◆ **TEXTE À LIRE**
+ + + +
MOYEN ANNEXE au présent arrêt :
Moyen produit par la SCP Spinosi et Sureau, avocat aux Conseils, pour Mme N...
Il est fait grief à l'arrêt attaqué d'avoir prononcé la résiliation du bail à ferme conclu entre Mme U... Q..., épouse K..., et Mme S... N... portant sur la parcelle cadastrée [...] [...] sise commune de F..., d'avoir ordonné à Mme N... de quitter les lieux et à défaut, ordonné son expulsion après la signification du jugement, condamné Mme N... à payer une indemnité d'occupation jusqu'à la libération des lieux, d'avoir condamné Mme S... N... à payer à Mme U... Q..., épouse K..., la somme de 18.288 euros au titre des fermages échus non prescrits pour la période 2009-2014 ;
Aux motifs que « sur la demande contestée de résiliation du bail pour défaut de paiement des fermages
Selon l'article L. 411-31 du code rural et de la pêche maritime, nonobstant toute clause contraire, le bailleur ne peut demander la résiliation du bail que s'il justifie d'au moins un des motifs énumérés aux rangs desquels figurent deux défauts de paiement du fermage au bailleur ayant persisté à l'expiration d'un délai de trois mois après mise en demeure postérieure à l'échéance. Les deux mises en demeure portant sur des échéances distinctes doivent être faites à peine de nullité par lettres recommandées avec avis de réception adressées au preneur.
Mme U... K... justifie de la propriété de la parcelle cadastrée [...] [...] , objet du bail, dont elle a hérité de sa mère.
Mme S... N... qui revendique la qualité de preneur en place, ne conteste pas le montant annuel du fermage reconduit sans modification à la somme de 3 048 euros.
Mme S... N... se borne à prétendre n'avoir pas reçu les lettres recommandées de mise en demeure lui ayant été adressées les 12 novembre 2013 et 8 avril 2014, pour en déduire que celles-ci ne peuvent servir de support à une demande de résiliation du bail. Dès lors que, le texte légal impose au bailleur la formalité d'adresser les mises en demeure au preneur par lettres recommandées, sans que le bailleur ait à démontrer comme le soutient Mme N..., que la lettre de mise en demeure soit remise au preneur lui-même, il suffit à la cour de constater comme l'a fait le premier juge, que les lettres recommandées portent mention d'une adresse conforme à celle figurant sur différents actes de la procédure. Il convient en conséquence de dire que les mises en demeure ont été valablement adressées à Mme S... N....
+ + + +
◆ **CONSIGNE A**
Redimensionnez la liste en partant de la ligne qui contient « If it's not too much trouble, could you box the red » et en allant jusqu'à la fin de la liste. Recopiez toutes ces lignes en multipliant par 0,5 chaque coordonnée de boîte dans les réponses, arrondie à l'entier avec les demis arrondis vers le haut.

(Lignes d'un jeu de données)
+ + + +
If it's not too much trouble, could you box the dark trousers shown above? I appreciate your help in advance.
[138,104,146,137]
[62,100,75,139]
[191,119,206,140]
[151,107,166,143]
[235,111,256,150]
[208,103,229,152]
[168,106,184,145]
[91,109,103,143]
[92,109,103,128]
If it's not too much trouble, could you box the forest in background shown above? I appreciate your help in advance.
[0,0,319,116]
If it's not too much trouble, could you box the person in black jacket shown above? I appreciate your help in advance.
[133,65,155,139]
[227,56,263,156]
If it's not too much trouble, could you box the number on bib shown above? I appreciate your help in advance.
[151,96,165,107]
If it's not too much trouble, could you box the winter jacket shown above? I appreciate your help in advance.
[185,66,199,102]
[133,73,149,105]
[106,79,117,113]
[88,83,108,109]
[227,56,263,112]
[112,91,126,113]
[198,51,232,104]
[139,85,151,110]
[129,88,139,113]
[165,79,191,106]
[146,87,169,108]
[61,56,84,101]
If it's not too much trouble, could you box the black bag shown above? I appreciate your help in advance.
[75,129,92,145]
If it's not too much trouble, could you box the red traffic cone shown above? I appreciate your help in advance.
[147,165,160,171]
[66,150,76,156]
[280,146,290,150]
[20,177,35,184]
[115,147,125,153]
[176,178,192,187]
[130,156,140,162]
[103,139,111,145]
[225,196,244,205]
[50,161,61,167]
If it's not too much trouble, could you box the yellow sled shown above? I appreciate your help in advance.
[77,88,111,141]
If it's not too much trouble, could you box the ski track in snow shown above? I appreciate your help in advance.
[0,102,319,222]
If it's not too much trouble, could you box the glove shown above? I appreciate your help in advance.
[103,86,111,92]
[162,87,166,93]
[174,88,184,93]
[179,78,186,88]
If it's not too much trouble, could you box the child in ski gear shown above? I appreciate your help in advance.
+ + + +
◆ **CONSIGNE B**
Imprimez à l'identique le passage du texte sur la résiliation du bail à ferme qui commence par « Mme S... N... qui » et va jusqu'à « 3 048 euros. ».

◆ **RÉPONSE COMPLÈTE A**
If it's not too much trouble, could you box the red traffic cone shown above? I appreciate your help in advance.
[74,83,80,86]
[33,75,38,78]
[140,73,145,75]
[10,89,18,92]
[58,74,63,77]
[88,89,96,94]
[65,78,70,81]
[52,70,56,73]
[113,98,122,103]
[25,81,31,84]
If it's not too much trouble, could you box the yellow sled shown above? I appreciate your help in advance.
[39,44,56,71]
If it's not too much trouble, could you box the ski track in snow shown above? I appreciate your help in advance.
[0,51,160,111]
If it's not too much trouble, could you box the glove shown above? I appreciate your help in advance.
[52,43,56,46]
[81,44,83,47]
[87,44,92,47]
[90,39,93,44]
If it's not too much trouble, could you box the child in ski gear shown above? I appreciate your help in advance.

◆ **RÉPONSE COMPLÈTE B**
Mme S... N... qui revendique la qualité de preneur en place, ne conteste pas le montant annuel du fermage reconduit sans modification à la somme de 3 048 euros.